▶ **Task description**
Rewrite the records from the line with "the black and" to the line with "column 602, row 399", putting "picking system" in place of "pick planner" and changing nothing else.

(begin)

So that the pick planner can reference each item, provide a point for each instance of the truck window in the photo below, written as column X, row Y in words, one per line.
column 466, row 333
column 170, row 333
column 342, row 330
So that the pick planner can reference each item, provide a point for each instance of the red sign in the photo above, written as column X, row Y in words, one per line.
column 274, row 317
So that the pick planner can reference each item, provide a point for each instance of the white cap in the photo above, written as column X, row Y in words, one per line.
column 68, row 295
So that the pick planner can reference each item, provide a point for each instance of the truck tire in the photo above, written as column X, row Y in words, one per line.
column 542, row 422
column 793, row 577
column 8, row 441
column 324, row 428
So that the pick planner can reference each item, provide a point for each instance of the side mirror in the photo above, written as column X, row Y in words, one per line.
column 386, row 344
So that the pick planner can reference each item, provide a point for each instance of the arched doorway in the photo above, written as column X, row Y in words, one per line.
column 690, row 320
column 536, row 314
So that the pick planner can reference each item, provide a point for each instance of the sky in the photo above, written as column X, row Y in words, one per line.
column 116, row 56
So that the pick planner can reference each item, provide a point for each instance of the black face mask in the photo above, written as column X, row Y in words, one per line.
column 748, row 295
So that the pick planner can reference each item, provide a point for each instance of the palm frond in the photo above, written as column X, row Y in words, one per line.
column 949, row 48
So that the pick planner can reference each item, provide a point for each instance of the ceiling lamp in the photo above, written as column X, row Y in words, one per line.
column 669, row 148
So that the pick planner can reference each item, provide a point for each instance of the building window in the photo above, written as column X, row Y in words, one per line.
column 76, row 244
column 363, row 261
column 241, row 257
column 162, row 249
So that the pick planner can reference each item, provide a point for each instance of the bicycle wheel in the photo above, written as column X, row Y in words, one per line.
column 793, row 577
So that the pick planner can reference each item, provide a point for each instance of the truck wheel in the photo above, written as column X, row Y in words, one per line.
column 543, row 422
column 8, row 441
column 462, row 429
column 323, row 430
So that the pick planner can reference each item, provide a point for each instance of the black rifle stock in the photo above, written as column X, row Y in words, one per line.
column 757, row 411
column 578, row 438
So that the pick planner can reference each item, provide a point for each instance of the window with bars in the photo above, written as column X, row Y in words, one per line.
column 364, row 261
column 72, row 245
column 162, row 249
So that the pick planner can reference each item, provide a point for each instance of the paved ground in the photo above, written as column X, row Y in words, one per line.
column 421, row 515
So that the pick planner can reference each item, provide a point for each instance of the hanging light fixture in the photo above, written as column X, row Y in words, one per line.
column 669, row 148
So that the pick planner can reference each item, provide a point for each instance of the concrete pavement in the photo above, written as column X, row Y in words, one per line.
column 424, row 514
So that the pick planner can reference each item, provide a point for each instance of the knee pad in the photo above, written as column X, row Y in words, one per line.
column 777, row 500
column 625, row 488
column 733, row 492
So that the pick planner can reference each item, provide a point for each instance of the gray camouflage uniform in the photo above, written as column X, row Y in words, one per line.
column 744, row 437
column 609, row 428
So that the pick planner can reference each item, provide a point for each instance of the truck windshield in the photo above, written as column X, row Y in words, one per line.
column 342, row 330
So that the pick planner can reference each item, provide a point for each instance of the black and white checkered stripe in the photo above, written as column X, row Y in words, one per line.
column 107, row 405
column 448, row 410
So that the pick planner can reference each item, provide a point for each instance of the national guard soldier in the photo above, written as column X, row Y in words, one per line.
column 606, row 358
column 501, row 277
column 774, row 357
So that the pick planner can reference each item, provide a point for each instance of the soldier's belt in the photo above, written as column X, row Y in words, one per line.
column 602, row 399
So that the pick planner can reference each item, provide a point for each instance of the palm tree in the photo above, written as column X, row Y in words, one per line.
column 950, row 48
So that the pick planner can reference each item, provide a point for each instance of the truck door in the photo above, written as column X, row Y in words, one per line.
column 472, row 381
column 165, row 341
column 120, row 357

(end)

▶ **Reply**
So that the picking system can reference each item, provide a point for each instance of the black and white checkered stripe in the photo above, written as column X, row Y in words, one per line.
column 107, row 405
column 448, row 410
So that the picking system can reference each item, provide a point for each instance of the national guard soldier in the photo above, written as column X, row Y in words, one per line.
column 606, row 358
column 501, row 277
column 774, row 357
So that the picking system can reference each item, provide a point for each instance of the soldier's belt in the photo above, written as column X, row Y in words, one per line.
column 602, row 399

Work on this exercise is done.